**DESCRIPTION OF THE TASK:**
Transcribe all of the listing exactly.
****
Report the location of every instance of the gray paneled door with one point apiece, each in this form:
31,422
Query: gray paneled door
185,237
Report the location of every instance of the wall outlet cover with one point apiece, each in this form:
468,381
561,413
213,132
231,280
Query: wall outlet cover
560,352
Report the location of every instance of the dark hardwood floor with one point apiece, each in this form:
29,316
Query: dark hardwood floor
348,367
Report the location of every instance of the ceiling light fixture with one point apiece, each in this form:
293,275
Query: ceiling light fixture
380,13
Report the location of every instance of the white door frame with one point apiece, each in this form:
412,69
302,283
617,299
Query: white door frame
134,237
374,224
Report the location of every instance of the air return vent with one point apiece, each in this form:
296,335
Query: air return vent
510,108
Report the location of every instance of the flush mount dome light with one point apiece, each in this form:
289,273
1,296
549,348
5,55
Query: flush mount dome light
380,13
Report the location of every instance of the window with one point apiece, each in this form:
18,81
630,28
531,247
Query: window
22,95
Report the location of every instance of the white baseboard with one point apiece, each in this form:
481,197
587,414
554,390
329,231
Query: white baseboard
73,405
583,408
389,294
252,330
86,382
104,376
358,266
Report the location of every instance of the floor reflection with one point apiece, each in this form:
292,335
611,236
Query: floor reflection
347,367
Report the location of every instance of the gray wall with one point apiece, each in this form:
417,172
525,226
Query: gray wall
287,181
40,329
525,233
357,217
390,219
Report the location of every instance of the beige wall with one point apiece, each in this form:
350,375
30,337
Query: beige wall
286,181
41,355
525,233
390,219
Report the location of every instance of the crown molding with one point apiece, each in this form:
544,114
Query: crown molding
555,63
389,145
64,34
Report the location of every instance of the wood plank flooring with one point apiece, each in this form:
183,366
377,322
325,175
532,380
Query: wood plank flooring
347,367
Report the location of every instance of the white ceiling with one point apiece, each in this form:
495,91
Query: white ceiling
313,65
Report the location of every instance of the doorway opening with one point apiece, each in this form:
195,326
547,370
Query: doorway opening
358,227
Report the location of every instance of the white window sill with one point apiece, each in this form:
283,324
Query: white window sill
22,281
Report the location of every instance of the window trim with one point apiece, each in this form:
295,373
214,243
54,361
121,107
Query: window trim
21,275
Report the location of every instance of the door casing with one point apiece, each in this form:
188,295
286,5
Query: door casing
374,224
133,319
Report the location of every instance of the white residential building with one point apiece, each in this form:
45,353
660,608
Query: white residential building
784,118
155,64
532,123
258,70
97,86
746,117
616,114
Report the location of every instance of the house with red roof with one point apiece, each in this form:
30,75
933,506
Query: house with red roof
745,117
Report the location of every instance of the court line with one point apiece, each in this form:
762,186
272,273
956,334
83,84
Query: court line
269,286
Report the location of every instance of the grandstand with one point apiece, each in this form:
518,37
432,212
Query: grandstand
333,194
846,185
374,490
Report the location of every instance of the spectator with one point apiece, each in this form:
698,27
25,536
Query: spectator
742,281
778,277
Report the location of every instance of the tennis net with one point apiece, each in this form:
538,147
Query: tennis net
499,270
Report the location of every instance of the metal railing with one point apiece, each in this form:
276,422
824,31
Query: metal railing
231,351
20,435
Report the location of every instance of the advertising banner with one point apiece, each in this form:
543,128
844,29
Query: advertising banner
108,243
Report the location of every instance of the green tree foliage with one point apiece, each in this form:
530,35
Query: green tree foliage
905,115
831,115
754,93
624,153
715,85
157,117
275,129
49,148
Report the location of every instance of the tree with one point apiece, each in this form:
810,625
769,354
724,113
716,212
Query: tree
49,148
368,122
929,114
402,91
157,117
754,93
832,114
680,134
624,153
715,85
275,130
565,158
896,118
****
**ANSWER BOX:**
Report the location of every instance of the gray paneled door with one point apiece, each in this form:
31,422
Query: gray paneled door
185,237
Report the location of every instance of the wall outlet cover with one point apiece, each in this form:
468,381
561,413
213,132
231,280
Query: wall outlet cover
560,352
Report the location of every instance of the dark hardwood floor with one point apiece, each in this form:
29,316
Query: dark hardwood floor
348,367
Report the location of every instance of the ceiling light fixture with one point apiece, each in this form:
293,275
Query: ceiling light fixture
380,13
Report the location of every instance of the white door frame with one point apiece, each in this form:
412,69
302,283
617,299
Query: white door frame
134,237
374,224
Report the location of every instance of the air return vent with one point apiece, each in this form:
296,335
Query: air return vent
510,108
Report the location of every instance of the flush mount dome light with one point apiece, each in this form:
289,273
1,296
549,348
5,55
Query: flush mount dome light
380,13
Report the location of every instance of the window with one point apiece, each in this form:
18,81
630,28
531,247
Query: window
22,95
Report the location of every instance of the white baseboard with one point apiece, each in this form:
481,197
587,414
554,390
329,231
Query: white baseboard
73,405
583,408
389,294
252,330
86,382
104,376
358,266
Report the location of every instance of the floor reflection with one point apiece, each in this form:
292,335
611,236
Query: floor reflection
347,367
Report the location of every instance of the gray wall with one point apiece, each in this form:
417,172
525,226
Query: gray wall
287,181
40,329
525,233
357,217
390,219
Report the location of every instance of the beige wall with one point apiece, each in this form:
350,375
30,337
Query: beige wall
286,181
41,355
525,233
390,219
Report the location of every instance of the crown molding with one point apiece, each in this form:
544,114
Query: crown molding
555,63
389,145
64,34
Report the location of every instance of the wood plank flooring with one point apiece, each in this form:
183,366
377,322
325,175
532,380
Query: wood plank flooring
347,367
Report the location of every instance of the white ceiling with one point apiece, each in this form:
495,91
Query: white ceiling
313,65
Report the location of every instance of the doorway opening with one point apiece, each in this form:
195,326
547,370
Query: doorway opening
358,227
Report the location of every instance of the white window sill with one point apiece, each in this form:
283,324
Query: white window sill
22,281
Report the location of every instance of the window trim with one point apiece, each in this form:
295,373
214,243
54,361
121,107
Query: window trim
21,275
Report the location of every instance of the door casing with one point apiece, each in this form:
188,295
286,5
Query: door casing
374,224
133,319
Report the location of every instance of the white residential building with one point apiece, each in this form:
45,353
660,608
Query: white residential building
784,118
155,64
532,123
258,70
97,86
746,117
616,114
Report the location of every instance of the house with red roof with one point apiece, each in this form:
30,75
933,506
Query: house with red roof
745,117
Report the location of every instance of the court line with one point apiece, each in this form:
762,186
272,273
956,334
83,84
Query: court line
269,286
Report the location of every instance of the grandstand with one point apiece, each in this form:
518,37
432,212
Query: grandstand
333,194
846,185
374,490
Report the location of every instance of the spectator with one point apiece, each in this form:
698,27
25,536
Query: spectator
742,281
778,277
Report the location of every instance of the tennis net with one point apiece, each in this form:
538,147
Query: tennis net
499,270
Report the location of every instance of the metal railing with one point apiece, each in this form:
276,422
824,31
Query: metal railing
231,351
20,435
Report the location of every instance of the advertising banner with one point apiece, each in this form:
543,128
844,29
Query: advertising banner
108,243
Report the location of every instance of the green tree foliage with one point apiece, each in this form:
530,35
Query: green tree foliage
905,115
831,115
754,93
624,153
715,85
157,117
275,129
49,148
Report the location of every instance of the tree with one point apiece, each in this form:
810,625
769,354
724,113
716,212
Query: tree
49,148
368,122
929,114
402,91
157,117
754,93
832,114
680,134
624,153
715,85
275,130
565,158
896,118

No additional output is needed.